--- START ---
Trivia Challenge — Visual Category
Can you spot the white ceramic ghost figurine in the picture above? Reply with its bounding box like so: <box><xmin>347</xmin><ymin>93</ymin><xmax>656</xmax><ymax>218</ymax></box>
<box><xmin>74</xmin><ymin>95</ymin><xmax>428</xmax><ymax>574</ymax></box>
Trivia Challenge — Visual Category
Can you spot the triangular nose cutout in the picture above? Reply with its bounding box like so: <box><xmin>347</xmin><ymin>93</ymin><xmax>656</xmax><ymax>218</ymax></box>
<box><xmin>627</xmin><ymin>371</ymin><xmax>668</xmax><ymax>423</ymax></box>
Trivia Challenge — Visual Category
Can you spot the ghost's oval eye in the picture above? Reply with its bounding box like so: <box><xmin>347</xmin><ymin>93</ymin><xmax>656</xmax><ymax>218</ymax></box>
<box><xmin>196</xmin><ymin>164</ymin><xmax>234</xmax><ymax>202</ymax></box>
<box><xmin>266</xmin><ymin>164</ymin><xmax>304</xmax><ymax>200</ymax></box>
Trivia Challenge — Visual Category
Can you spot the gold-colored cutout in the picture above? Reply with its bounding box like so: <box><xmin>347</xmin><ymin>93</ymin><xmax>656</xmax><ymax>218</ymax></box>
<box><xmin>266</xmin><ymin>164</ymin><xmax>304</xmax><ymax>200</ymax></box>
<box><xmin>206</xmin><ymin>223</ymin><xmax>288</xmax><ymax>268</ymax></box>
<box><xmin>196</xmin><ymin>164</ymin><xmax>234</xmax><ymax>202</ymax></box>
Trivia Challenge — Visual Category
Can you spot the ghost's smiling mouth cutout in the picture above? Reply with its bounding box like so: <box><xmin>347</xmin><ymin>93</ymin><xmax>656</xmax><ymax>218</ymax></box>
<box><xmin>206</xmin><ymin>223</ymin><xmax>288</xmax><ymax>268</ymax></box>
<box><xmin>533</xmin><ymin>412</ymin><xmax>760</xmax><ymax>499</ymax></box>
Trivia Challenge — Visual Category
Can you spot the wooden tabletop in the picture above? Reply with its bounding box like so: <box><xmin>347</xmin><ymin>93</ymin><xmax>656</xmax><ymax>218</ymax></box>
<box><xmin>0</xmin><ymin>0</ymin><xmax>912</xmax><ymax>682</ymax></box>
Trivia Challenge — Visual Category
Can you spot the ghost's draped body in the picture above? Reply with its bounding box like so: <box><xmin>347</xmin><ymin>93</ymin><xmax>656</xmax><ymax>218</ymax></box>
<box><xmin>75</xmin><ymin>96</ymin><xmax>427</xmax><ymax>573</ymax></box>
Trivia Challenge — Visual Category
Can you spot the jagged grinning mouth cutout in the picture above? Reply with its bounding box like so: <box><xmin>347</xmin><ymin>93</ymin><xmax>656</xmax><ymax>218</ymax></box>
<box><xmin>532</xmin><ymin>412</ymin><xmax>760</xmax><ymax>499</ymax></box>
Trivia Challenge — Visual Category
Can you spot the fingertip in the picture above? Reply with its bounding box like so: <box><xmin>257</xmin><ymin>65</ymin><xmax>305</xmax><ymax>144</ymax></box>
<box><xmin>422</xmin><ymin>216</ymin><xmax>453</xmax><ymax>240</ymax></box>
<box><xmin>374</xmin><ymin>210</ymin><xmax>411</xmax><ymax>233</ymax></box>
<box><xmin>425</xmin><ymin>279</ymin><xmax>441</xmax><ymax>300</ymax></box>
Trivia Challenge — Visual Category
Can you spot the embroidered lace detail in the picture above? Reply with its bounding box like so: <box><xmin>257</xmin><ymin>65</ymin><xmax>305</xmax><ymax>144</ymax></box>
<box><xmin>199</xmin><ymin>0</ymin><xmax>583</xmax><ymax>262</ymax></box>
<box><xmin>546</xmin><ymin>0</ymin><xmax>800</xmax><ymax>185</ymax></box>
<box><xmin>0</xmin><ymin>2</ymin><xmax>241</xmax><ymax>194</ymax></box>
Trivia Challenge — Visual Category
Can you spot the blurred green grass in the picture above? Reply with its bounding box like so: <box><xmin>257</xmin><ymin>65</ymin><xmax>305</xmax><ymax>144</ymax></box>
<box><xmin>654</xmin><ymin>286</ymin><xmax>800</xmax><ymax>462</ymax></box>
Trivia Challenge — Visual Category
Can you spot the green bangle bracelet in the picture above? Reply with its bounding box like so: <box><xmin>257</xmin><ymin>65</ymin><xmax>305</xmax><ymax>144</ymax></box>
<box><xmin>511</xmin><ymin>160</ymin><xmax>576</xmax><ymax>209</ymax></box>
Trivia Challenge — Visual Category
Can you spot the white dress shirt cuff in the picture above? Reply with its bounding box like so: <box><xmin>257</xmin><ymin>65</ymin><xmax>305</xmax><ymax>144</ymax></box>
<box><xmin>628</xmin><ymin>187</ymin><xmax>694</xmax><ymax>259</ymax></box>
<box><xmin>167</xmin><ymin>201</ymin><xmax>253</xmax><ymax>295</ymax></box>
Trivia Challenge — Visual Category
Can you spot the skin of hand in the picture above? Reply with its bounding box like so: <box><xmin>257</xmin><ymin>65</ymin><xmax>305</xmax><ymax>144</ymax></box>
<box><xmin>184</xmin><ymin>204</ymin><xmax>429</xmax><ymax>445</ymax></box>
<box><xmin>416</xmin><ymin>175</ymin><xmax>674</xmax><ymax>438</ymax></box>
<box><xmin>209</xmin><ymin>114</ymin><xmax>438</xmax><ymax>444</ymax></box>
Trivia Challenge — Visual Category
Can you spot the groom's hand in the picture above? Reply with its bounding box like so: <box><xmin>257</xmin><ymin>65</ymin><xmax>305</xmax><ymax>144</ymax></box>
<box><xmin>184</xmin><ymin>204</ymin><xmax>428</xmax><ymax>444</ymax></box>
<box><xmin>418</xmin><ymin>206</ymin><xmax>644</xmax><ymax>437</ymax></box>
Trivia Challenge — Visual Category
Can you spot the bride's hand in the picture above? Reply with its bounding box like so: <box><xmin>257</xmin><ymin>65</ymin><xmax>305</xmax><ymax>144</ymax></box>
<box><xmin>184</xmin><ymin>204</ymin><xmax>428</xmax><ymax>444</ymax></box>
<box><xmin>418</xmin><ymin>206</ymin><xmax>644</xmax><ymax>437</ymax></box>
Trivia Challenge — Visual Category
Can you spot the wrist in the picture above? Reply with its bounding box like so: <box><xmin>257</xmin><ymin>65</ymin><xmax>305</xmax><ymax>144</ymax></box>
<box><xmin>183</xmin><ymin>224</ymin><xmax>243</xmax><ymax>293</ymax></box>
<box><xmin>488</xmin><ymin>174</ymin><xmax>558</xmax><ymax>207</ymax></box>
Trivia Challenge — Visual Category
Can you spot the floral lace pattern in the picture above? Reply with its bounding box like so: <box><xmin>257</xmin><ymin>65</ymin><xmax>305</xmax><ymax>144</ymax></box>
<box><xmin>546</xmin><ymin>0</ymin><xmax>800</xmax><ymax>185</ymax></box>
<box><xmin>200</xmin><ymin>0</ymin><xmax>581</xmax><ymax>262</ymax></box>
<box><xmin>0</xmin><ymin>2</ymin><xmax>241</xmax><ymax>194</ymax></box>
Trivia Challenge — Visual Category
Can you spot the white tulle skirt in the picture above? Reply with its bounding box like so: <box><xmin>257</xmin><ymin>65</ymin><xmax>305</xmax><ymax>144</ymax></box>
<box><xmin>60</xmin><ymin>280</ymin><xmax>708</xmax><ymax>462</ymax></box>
--- END ---
**What is being asked:**
Identify each line in the records above that contains the word "ghost", and copy those lines in full.

**Expected output:**
Can you spot the white ceramic ghost figurine in the picture above? Reply with its bounding box like so: <box><xmin>347</xmin><ymin>93</ymin><xmax>656</xmax><ymax>218</ymax></box>
Can you spot the ghost's oval eye in the picture above? Reply with its bounding box like so: <box><xmin>347</xmin><ymin>93</ymin><xmax>656</xmax><ymax>218</ymax></box>
Can you spot the ghost's smiling mouth cutout in the picture above? Reply with its bounding box like so: <box><xmin>347</xmin><ymin>93</ymin><xmax>656</xmax><ymax>218</ymax></box>
Can you spot the ghost's draped body in the picture above? Reply with its bounding box like so: <box><xmin>347</xmin><ymin>93</ymin><xmax>656</xmax><ymax>218</ymax></box>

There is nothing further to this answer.